WHAT IS REQUIRED: Every line in the listing is to be echoed verbatim.

MATERIAL PROVIDED:
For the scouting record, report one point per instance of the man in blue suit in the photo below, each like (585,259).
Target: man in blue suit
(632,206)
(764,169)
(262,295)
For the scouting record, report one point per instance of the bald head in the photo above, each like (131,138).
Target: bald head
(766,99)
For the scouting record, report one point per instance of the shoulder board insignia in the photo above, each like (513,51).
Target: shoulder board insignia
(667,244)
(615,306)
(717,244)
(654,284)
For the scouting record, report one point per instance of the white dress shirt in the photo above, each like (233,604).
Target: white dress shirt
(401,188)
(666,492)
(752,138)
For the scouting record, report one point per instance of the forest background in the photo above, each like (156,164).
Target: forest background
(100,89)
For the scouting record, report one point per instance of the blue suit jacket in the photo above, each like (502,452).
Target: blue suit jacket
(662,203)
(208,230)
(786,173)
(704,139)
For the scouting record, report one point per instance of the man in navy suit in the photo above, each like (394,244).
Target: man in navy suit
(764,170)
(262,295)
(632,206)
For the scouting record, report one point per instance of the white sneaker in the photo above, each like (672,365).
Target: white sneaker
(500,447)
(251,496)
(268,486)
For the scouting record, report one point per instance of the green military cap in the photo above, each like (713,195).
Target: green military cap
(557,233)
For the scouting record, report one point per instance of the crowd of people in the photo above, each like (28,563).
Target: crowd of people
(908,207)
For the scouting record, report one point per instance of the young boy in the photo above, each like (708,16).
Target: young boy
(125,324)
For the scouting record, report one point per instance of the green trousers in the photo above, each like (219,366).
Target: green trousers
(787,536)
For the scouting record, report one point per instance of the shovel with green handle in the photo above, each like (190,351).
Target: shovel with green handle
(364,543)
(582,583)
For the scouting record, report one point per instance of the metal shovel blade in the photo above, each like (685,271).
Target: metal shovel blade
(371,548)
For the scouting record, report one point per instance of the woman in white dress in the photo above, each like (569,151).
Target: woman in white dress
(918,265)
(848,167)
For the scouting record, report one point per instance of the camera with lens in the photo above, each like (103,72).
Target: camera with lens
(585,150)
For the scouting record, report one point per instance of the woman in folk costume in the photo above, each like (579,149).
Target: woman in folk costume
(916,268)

EXERCISE RESULT:
For the scouting record, report one point per instance of the man in blue suit in the photo below, each like (585,259).
Target: man in blue suit
(632,206)
(764,169)
(262,295)
For the scouting record, report one point per instance of the bald head in the photo above, each like (131,138).
Target: bald head
(766,99)
For the scouting record, report one point per instance of the shoulder board insignia in the photo above, each like (513,51).
Target: shoulder board insignia
(667,244)
(615,306)
(717,244)
(654,284)
For the scouting record, report one point per instance of the white dress shirt in the photo above, each like (233,604).
Target: white dress shirt
(401,188)
(666,492)
(752,138)
For the scouting record, report one point per instance of the forest background in the photo above, each like (156,164).
Target: forest background
(100,89)
For the scouting record, report one point per instance of the blue suit jacket in the photo above, each like (502,452).
Target: blue suit jacket
(662,203)
(208,230)
(786,173)
(704,139)
For the scouting record, report one point per instance of the man in navy suit in the photo above, each like (394,244).
Target: man in navy suit
(764,170)
(262,295)
(632,206)
For the scouting record, report one point per instance of the white sneaker in the photo above, each like (672,365).
Target: white sneaker
(500,447)
(251,496)
(268,486)
For the scouting record, report one point per instance of the green military cap in the photo above, each like (713,195).
Target: green military cap
(557,233)
For the scouting record, report one point per instance of the crowd of people in the photo above, each like (28,563).
Target: crowd of people
(908,207)
For the scouting record, report one point per instance of the young boy in the photo above, each like (708,16).
Target: young boy
(125,324)
For the scouting record, report one point per instance of the green trousers in the photo above, each like (219,366).
Target: green trousers
(787,536)
For the scouting record, report one point per instance of the shovel with green handle in the photo above, each like (190,351).
Target: shovel with green handle
(364,543)
(582,583)
For the scouting record, report one point per instance of the metal shovel blade in the photo above, each like (685,271).
Target: metal shovel blade
(371,548)
For the scouting record, report one point per instance of the woman in white dress in the photo above, each like (569,151).
Target: woman in white dress
(918,265)
(848,167)
For the scouting record, report one point per instance of the camera with lens in the photo above, each like (103,72).
Target: camera with lens
(585,150)
For the scouting record, report one point per instance of the woman in folk costume in the photo above, each like (579,149).
Target: woman in folk costume
(916,268)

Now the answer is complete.